Directive:
Write out exactly, please, the lines from the one containing "Annotation guideline: for every instance of the dirt mound, the" to the end of the material.

[Object point labels]
* * * * * * *

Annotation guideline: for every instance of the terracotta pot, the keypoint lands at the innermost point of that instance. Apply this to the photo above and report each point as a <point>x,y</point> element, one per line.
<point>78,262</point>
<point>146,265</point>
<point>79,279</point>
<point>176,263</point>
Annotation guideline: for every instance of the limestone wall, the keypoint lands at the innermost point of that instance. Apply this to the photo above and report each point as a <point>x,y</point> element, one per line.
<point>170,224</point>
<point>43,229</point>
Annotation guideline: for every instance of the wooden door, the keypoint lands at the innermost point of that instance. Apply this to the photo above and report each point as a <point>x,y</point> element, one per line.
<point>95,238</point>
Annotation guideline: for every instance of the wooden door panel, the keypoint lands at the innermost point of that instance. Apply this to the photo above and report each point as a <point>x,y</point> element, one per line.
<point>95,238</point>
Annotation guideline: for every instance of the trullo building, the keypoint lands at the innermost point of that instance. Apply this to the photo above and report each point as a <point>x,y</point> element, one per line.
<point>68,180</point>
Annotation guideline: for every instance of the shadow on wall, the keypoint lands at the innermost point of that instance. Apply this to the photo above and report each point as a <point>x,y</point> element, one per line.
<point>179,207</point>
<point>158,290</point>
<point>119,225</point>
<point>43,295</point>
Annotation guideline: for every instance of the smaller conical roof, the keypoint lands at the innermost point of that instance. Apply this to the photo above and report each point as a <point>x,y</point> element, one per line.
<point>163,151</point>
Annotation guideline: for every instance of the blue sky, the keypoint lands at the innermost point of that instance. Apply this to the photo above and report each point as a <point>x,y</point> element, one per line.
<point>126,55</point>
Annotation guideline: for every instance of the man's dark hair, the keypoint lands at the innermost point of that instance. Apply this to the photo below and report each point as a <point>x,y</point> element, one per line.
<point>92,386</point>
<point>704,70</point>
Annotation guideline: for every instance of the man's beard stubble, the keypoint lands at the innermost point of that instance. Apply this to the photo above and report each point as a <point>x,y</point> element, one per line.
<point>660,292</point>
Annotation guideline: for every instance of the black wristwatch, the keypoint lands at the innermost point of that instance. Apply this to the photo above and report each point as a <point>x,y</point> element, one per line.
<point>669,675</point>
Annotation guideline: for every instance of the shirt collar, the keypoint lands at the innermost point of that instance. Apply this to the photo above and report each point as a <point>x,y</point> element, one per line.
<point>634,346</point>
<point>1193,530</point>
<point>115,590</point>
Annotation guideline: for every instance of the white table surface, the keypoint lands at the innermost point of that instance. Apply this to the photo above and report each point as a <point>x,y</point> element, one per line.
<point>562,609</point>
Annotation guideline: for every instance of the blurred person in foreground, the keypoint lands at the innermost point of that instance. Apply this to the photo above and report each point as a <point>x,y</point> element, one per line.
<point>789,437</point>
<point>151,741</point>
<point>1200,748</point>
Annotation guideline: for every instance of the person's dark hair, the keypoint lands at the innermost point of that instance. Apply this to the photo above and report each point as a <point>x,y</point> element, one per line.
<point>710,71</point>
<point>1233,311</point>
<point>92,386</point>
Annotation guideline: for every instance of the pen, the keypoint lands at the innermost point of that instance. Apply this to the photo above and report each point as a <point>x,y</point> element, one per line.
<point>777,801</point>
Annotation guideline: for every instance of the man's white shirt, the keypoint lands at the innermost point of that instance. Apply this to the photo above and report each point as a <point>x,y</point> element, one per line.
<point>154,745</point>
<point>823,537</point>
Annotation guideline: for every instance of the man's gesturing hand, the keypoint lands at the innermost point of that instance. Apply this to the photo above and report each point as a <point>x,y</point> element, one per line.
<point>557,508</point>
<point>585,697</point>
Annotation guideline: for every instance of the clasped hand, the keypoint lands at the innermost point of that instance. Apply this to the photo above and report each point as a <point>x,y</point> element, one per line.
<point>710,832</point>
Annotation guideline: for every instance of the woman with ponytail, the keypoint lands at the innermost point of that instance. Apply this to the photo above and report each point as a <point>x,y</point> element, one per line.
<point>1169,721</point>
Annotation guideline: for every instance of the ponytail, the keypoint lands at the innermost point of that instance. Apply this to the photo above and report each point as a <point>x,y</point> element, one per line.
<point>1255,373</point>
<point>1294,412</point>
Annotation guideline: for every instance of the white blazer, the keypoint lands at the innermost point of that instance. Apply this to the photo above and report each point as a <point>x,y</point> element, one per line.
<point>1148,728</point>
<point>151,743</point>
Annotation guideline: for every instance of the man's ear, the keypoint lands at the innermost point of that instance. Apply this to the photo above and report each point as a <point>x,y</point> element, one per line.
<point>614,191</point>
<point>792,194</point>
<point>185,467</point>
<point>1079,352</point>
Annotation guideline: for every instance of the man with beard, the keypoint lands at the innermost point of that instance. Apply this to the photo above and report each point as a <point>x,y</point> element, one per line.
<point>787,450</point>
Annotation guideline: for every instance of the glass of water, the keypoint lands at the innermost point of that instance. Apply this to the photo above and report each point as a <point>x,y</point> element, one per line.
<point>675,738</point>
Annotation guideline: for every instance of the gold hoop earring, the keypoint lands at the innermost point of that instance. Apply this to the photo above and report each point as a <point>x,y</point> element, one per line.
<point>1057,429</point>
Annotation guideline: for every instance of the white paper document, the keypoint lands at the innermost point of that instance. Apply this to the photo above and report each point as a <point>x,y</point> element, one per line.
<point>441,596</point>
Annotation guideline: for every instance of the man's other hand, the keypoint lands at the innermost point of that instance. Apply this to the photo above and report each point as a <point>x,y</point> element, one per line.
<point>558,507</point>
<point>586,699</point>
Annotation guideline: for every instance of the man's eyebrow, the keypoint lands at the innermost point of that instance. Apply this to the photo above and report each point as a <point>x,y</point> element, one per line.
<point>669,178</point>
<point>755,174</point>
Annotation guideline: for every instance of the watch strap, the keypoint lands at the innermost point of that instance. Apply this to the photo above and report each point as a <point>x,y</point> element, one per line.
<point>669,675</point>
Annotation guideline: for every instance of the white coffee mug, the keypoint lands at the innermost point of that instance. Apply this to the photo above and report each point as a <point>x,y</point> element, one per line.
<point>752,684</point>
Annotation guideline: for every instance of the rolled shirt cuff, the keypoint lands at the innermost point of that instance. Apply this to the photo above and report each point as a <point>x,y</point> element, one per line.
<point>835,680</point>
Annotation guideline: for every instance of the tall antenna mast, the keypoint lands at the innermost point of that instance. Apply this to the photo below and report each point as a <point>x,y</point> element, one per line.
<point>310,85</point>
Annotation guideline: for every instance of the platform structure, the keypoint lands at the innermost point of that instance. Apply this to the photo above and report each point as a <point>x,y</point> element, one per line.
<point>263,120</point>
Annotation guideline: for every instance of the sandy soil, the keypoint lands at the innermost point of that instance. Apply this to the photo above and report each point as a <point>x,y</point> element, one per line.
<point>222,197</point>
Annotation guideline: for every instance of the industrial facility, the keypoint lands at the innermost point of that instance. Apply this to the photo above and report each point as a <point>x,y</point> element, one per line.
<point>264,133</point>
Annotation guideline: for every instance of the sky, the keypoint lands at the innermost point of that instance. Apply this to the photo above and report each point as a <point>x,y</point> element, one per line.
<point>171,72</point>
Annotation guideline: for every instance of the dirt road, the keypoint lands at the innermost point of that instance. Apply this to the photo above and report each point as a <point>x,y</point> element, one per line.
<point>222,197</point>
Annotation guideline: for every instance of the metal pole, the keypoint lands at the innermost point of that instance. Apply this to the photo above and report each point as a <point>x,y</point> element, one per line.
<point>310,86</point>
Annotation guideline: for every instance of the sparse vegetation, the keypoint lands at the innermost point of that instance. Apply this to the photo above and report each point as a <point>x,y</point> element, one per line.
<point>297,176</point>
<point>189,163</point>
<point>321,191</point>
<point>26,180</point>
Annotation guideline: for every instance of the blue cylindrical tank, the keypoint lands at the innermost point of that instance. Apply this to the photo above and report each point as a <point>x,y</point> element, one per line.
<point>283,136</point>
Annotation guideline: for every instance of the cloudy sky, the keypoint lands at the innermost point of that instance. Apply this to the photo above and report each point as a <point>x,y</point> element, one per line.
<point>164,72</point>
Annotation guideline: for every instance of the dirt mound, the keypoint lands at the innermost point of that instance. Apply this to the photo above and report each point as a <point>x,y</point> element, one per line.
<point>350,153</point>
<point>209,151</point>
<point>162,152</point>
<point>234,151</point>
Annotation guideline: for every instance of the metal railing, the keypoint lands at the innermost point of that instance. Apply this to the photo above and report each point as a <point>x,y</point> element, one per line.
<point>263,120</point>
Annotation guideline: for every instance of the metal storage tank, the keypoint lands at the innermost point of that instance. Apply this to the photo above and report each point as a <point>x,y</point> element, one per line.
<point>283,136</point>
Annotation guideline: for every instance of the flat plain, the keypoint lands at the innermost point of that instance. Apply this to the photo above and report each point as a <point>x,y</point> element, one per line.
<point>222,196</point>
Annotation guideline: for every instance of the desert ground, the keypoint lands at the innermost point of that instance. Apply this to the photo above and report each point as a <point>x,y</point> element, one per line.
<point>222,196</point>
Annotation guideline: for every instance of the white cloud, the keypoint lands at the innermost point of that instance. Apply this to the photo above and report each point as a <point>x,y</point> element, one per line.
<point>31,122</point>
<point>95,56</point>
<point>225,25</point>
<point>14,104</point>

* * * * * * *

Full answer:
Annotation guideline: for every instance of the dirt mound, the keypoint lands at the innermost point of that instance. Apply this to the photo above and report each point as a <point>x,y</point> element, one per line.
<point>350,153</point>
<point>209,151</point>
<point>162,152</point>
<point>234,151</point>
Annotation guideline: for every instance of the metal railing, the keypoint lands at the innermost point of that instance. Apply this to the photo above and report each point as a <point>x,y</point> element, one per line.
<point>263,120</point>
Annotation guideline: for every instance of the metal storage tank, the keypoint lands at the innermost point of that instance. Apply this to the photo above and report each point as a <point>x,y</point> element, one per line.
<point>283,136</point>
Annotation guideline: for every instance of the flat plain, the keypoint lands at the innermost point of that instance. Apply this to the photo above and report each point as a <point>x,y</point> element, one per line.
<point>222,196</point>
Annotation guideline: for every instance of the desert ground, the keypoint lands at the innermost point of that instance. Apply this to the photo above and report each point as a <point>x,y</point> element, one per line.
<point>222,196</point>
Annotation guideline: for every instance of the white cloud, the keypoint lands at the innermost point of that instance. Apply this to the photo above and report each point as a <point>x,y</point> element, one per line.
<point>31,122</point>
<point>95,56</point>
<point>225,25</point>
<point>14,104</point>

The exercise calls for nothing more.